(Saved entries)
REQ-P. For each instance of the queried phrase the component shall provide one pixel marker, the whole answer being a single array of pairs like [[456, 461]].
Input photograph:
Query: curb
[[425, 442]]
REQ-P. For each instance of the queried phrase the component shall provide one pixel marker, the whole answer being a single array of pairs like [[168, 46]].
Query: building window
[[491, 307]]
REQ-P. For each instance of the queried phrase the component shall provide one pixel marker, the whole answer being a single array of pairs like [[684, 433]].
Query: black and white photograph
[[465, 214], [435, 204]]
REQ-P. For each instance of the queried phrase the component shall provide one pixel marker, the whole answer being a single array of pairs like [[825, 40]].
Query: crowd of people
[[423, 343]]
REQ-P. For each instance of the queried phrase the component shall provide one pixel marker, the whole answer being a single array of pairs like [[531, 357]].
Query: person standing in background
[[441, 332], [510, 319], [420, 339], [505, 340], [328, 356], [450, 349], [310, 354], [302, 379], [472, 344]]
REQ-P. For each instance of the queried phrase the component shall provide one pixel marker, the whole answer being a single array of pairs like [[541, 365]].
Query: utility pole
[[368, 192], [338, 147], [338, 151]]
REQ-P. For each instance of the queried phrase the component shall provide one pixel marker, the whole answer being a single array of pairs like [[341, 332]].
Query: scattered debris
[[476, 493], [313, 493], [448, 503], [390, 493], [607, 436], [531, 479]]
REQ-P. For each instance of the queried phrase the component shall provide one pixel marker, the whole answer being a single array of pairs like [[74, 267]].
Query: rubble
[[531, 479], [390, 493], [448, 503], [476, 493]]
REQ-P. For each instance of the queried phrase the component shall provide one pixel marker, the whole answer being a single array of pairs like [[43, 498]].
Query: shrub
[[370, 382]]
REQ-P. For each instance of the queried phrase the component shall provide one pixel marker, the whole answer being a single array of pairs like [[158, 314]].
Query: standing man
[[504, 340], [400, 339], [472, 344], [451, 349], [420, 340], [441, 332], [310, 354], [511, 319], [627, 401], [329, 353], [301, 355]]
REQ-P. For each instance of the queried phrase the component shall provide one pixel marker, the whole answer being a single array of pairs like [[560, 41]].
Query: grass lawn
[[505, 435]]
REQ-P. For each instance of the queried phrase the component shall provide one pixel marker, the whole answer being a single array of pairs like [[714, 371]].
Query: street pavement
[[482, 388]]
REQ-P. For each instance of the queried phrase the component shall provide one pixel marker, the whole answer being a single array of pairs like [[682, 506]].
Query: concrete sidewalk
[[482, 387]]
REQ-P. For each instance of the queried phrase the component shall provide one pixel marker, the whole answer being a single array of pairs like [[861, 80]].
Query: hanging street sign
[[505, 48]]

* **What the task asks**: May I have the entries returned exactly, with every line in place?

* **Task answer**:
REQ-P. For each instance of the queried phrase the component shall provide one pixel marker, the whole answer being a single array of pairs like [[456, 461]].
Input photograph:
Query: curb
[[425, 442]]
REQ-P. For each instance of the queried phrase the component shall provide one pixel marker, the whole answer being a single array of pairs like [[168, 46]].
Query: building window
[[491, 307]]
REQ-P. For each instance of the queried phrase the component shall provide one pixel marker, the whole answer being a single array of pairs like [[684, 433]].
Query: black and white photograph
[[465, 214], [435, 204]]
REQ-P. For each instance of the queried phrase the component shall provide one pixel marker, the whole answer being a single array of pairs like [[825, 40]].
Query: crowd of people
[[423, 343]]
REQ-P. For each instance of the queried phrase the component shall provide one pixel marker, the whole answer being a single array of pairs like [[531, 357]].
Query: person standing in background
[[441, 332], [510, 319], [420, 339], [505, 340], [328, 356], [450, 349], [310, 354], [302, 379], [472, 344]]
REQ-P. For each instance of the queried phrase the component shall provide one pixel marker, the whole answer being a single array of pairs like [[541, 365]].
Query: utility pole
[[368, 192], [338, 147], [338, 151]]
REQ-P. For each instance of the queried phrase the component shall provide one pixel marker, the whole answer being a single array of pairs like [[341, 332]].
Query: scattered debris
[[476, 493], [313, 493], [448, 503], [390, 493], [607, 436], [531, 479]]
REQ-P. For each instance of the queried phrase the component shall provide one pixel marker, the whole answer being a single array of pairs like [[74, 267]].
Query: rubble
[[531, 479], [390, 493], [448, 503], [476, 493]]
REQ-P. For each instance of the queried phrase the component shall provide one pixel marker, the whole answer being a single array of pairs like [[43, 498]].
Query: shrub
[[370, 382]]
REQ-P. For each instance of the queried phrase the component shall provide one pixel marker, the whole answer being a single array of pairs like [[158, 314]].
Query: standing man
[[504, 340], [400, 339], [472, 344], [451, 349], [420, 340], [441, 332], [310, 354], [511, 319], [627, 401], [329, 353], [301, 355]]
REQ-P. For each instance of the queried phrase the component shall provide one pixel marker, the whole answer being a single array of pairs like [[560, 41]].
Query: grass lawn
[[505, 435]]
REQ-P. For each instance of the queried phrase the component shall provide one pixel marker, the whole answer being a single array of pairs like [[714, 371]].
Query: street pavement
[[482, 388]]
REQ-P. For each instance of the queried phrase the component shall provide one pixel marker, the whole answer being a single array of pairs like [[682, 506]].
Query: concrete sidewalk
[[482, 387]]
REQ-P. For each instance of the queried phrase the component shall provide one pixel marker, the whole answer being a single array of pairs like [[861, 80]].
Query: hanging street sign
[[505, 48]]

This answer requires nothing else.